What to produce.
Turn these records into a two-column CSV with the headers "prompt" and "points", one row per record: the record's text in the first field and its answer in the second, each field quoted, with line breaks replaced by spaces.

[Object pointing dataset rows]
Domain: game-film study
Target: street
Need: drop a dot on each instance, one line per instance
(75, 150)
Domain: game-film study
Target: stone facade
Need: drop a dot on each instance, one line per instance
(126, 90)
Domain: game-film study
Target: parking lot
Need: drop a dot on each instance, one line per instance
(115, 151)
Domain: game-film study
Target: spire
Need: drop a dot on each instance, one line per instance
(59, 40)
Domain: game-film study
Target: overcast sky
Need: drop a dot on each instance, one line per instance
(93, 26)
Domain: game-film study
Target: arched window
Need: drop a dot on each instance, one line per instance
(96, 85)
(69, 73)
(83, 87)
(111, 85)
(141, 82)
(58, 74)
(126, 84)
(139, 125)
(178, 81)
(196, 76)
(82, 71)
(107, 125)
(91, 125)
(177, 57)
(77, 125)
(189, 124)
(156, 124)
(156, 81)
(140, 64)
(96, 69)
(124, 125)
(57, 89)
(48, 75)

Exercise response.
prompt,points
"Domain: game-film study Target: street Need: drop a dot on each instance, one line per instance","(75, 150)"
"Domain: game-film study Target: stone facade Need: drop a dot on each instance, one line per instance","(126, 90)"
"Domain: game-film study Target: parking lot Need: drop a dot on each instance, one line per instance","(115, 151)"
"Domain: game-film study Target: spire Need: drop a dot on each instance, one line per instance","(59, 40)"
"Domain: game-film study Target: overcast sky Need: drop a dot on each instance, one line per instance","(93, 26)"
"Domain: game-film study Target: arched window Need: drop a dot on each instance, one line per instance","(96, 85) (69, 73) (83, 87) (111, 85) (141, 82) (58, 74) (126, 84) (139, 125) (178, 81) (196, 76) (82, 71) (107, 125) (91, 125) (177, 57) (77, 125) (189, 124) (156, 124) (156, 81) (140, 64) (96, 69) (124, 125) (57, 89) (48, 75)"